• _Challenge 1_: Duplicate the passage from the forum thread about moving a cubby house below, starting with "that could work." and going on through "a few tomorrow.".
• _Challenge 2_: Write the next part of the forum thread about moving a cubby house, picking up right after its final sentence.

• _Passage given_:
# Forum Home Renovation The Cubby House  crane to move cubby house

## ajm

folks, I am trying to figure out how to move the kids' cubby house from the rear of the yard to side of the yard. Last time, I moved it by hand and it nearly killed me. This time I am thinking about using a crane. Trouble is our back yard is too soft for a crane to get close so it will have to be able to reach over a 9m long shed. the shed is under three metres high and the cubby has got to be under a tonne. does anybody have knowledge of crane lifting and reach capacities to point me in the right direction?

----------


## SabreOne

Hard to tell without any pictures, but what about a Bobcat width Forklift Tyne attachment?

----------


## cyclic

Safest and easiest is phone a Crane Company close to you and give them a run down on the job, and if they had any doubt they usually send a rep out first.

----------


## ajm

> Hard to tell without any pictures, but what about a Bobcat width Forklift Tyne attachment?

  that could work. just not sure about anything heavy on the grass. the lawn has not recovered from the last bobcat we had in two months ago.   

> Safest and easiest is phone a Crane Company close to you and give them a run down on the job, and if they had any doubt they usually send a rep out first.

  good advice cyclic. will try a few tomorrow.

----------


## toooldforthis

what about pushing along on rollers, or on pipe work laid out on the grass to slide it along.
or maybe you can slide some 'poles' thru/attach somewhere and get a few mates each side to lift and carry?

----------


## shauck

Maybe _partly_ dismantle it? Remove the roofing sheets at least and then many strong individuals to carry it.

----------


## ajm

> what about pushing along on rollers, or on pipe work laid out on the grass to slide it along.

• _Given data_:
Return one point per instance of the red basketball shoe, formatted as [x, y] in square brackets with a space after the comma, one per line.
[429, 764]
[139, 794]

• _Final result 1_:
that could work. just not sure about anything heavy on the grass. the lawn has not recovered from the last bobcat we had in two months ago.   

> Safest and easiest is phone a Crane Company close to you and give them a run down on the job, and if they had any doubt they usually send a rep out first.

  good advice cyclic. will try a few tomorrow.

• _Final result 2_:
> or maybe you can slide some 'poles' thru/attach somewhere and get a few mates each side to lift and carry?

  with the ground so soft, rollers won't work as they will sink in. we are in an area where the sub surface clay retains water like a sponge and is very close to the surface. as such, for ages after any rain, the back yard is a muddy quagmire. moving the cubby is a preliminary work required to start raising the yard by 10cm. into the new ground level we will put a drainage system so we no longer have to wear gum boots year round. I like the mates carrying idea. i have a feeling they won't though! :Shock:  with shauck's suggestion to remove the roof, this could work and save a few bucks too. 
cheers

----------


## bookleaf

I had a similar dilemma some time ago. I used steel pipe as rollers and put sheets of ply on the ground to stop sinking and make rolling very easy.  Just needed 4 pipes to ensure there was enough support underneath as one is moved from the back to the front.  I made up a "z" bracket to place under the edge of the cubby and on to a jack to lift it to get the pipes in to start with (and to get them out at the destination).
Worked a treat, and was able to shift it by my self, but mate help would have been handy.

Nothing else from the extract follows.